- [Task list]
[1] Summarize the passage about Ocean Wise in two sentences.
[2] From the passage about Ocean Wise, reproduce word for word the part starting at "As of 2025, Ocean" and ending at "in marine environments.".

- [Document extract]
######

As of 2025, Ocean Wise Conservation Association continues its operations through international conservation initiatives, public advocacy, and research-based programs. During this period, the organization launched the Invest in the Ocean campaign, highlighting the importance of protecting ocean health and supporting sustainable fisheries, marine biodiversity, and the livelihoods of communities dependent on the ocean. The campaign emphasizes the ocean's role in carbon absorption, oxygen production, and global food security, while reinforcing Ocean Wise's ongoing conservation, education, and restoration initiatives in marine environments.

== Structure and mission ==
Ocean Wise operates as a registered charity under Canadian law and as a nonprofit environmental organization. Its stated mission is to build a global community that takes meaningful action to protect and restore our ocean. The organization emphasizes inclusion, equity, and global engagement in its conservation initiatives.

######

- [Records]
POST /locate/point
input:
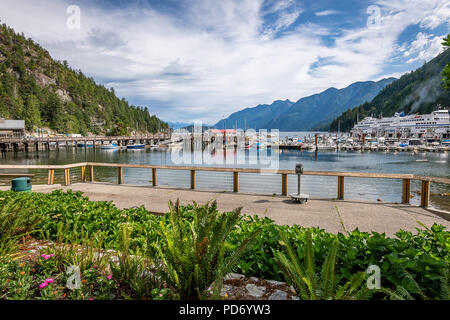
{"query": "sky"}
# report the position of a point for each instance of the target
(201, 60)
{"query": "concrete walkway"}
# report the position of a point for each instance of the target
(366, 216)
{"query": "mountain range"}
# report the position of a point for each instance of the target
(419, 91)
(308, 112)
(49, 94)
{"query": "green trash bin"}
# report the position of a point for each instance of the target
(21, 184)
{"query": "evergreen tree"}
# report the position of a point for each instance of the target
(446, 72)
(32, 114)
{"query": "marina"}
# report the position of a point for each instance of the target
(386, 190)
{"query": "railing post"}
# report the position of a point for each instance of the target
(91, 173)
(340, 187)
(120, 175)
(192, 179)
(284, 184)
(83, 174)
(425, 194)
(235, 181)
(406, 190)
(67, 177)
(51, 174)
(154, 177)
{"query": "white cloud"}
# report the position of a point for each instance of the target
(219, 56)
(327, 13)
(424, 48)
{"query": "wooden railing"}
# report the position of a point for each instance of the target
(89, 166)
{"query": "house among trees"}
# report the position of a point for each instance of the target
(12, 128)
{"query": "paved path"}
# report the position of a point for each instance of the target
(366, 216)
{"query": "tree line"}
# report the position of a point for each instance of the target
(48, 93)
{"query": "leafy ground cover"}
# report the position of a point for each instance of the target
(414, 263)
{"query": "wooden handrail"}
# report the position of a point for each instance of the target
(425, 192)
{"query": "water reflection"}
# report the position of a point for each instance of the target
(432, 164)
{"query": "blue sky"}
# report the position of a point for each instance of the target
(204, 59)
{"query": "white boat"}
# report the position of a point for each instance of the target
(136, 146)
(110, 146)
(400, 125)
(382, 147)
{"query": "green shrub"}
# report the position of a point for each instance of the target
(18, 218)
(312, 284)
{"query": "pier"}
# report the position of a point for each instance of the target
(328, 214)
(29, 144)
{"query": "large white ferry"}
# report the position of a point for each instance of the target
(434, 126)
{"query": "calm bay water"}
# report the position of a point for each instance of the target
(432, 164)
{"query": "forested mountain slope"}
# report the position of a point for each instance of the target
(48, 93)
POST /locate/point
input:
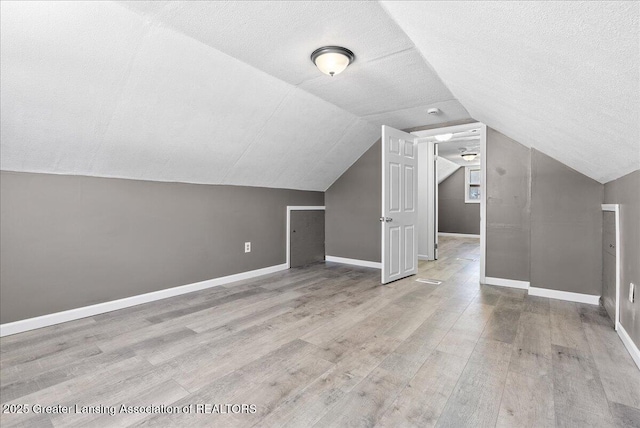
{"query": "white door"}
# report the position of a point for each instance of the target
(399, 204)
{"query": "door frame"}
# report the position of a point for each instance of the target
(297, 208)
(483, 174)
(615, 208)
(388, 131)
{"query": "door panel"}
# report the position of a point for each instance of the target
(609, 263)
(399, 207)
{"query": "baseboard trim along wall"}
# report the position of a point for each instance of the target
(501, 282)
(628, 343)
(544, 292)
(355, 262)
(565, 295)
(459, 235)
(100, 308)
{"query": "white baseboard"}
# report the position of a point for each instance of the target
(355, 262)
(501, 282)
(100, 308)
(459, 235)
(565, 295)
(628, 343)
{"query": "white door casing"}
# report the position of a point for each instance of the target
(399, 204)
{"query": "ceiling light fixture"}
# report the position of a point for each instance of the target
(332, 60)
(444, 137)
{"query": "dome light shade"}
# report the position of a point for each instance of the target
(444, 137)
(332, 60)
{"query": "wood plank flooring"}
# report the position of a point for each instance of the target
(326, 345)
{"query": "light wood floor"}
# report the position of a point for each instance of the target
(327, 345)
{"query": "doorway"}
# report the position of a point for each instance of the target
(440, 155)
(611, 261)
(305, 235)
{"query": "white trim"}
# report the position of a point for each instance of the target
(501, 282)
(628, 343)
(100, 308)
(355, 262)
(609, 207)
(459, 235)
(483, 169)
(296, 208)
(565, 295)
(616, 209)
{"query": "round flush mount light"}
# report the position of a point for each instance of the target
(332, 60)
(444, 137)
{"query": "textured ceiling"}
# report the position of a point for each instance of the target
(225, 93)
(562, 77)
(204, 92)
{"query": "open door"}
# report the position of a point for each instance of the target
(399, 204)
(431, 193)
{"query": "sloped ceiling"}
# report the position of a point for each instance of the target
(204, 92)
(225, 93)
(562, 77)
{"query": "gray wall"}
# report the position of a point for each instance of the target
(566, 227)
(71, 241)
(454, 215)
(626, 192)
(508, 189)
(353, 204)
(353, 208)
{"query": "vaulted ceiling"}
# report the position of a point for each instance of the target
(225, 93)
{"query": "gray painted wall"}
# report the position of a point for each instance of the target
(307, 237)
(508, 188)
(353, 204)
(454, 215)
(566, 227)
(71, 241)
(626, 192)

######

- [Replies]
[1] As of 2025, Ocean Wise Conservation Association carries out international conservation initiatives, public advocacy, and research-based programs, and it launched the Invest in the Ocean campaign to highlight protecting ocean health, sustainable fisheries, marine biodiversity, and the livelihoods of ocean-dependent communities. A registered charity under Canadian law and a nonprofit environmental organization, it states that its mission is to build a global community that takes meaningful action to protect and restore the ocean.

[2]
As of 2025, Ocean Wise Conservation Association continues its operations through international conservation initiatives, public advocacy, and research-based programs. During this period, the organization launched the Invest in the Ocean campaign, highlighting the importance of protecting ocean health and supporting sustainable fisheries, marine biodiversity, and the livelihoods of communities dependent on the ocean. The campaign emphasizes the ocean's role in carbon absorption, oxygen production, and global food security, while reinforcing Ocean Wise's ongoing conservation, education, and restoration initiatives in marine environments.